The answer must be every line of the data that holds the word "whole".

● **THE DATA**:
▼
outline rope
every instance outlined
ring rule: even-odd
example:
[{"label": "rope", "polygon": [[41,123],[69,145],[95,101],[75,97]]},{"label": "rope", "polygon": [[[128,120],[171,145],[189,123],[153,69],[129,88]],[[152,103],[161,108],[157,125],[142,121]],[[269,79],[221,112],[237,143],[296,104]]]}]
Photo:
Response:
▲
▼
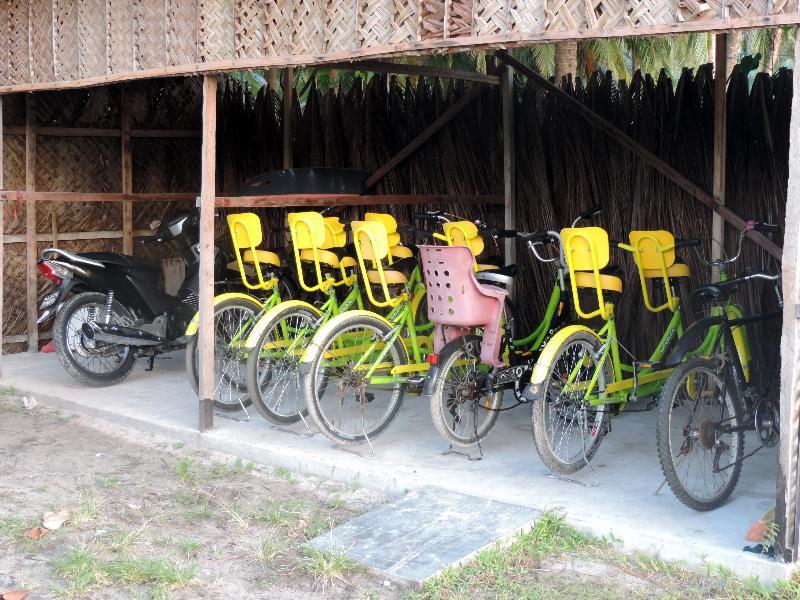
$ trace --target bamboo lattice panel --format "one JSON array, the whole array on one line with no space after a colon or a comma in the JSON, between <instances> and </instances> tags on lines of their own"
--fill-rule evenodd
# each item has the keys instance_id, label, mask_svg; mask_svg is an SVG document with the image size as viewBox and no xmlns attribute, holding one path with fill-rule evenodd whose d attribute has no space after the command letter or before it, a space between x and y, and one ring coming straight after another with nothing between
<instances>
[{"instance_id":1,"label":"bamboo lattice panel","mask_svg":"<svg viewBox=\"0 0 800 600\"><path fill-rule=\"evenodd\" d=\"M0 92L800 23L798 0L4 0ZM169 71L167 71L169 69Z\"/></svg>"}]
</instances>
▲
▼
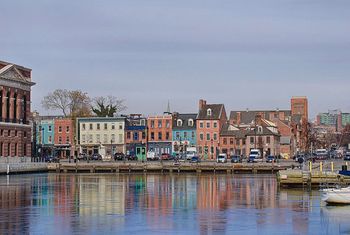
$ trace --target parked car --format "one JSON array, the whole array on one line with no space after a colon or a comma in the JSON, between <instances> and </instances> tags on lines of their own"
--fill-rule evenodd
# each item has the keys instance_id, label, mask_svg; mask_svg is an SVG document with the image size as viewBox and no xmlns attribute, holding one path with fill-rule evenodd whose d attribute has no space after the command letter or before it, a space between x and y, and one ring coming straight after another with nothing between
▲
● **RESULT OF THIS EXERCISE**:
$ trace --target bamboo lattice panel --format "one JSON array, the whole array on one line with no space after a colon or a comma in the JSON, between <instances> and </instances> tags on lines of their own"
$ trace --target parked car --format "one JSON array, the whole array on one line with no space after a colon or a comma in the JSON, between <instances> and </instances> tags on lines of their own"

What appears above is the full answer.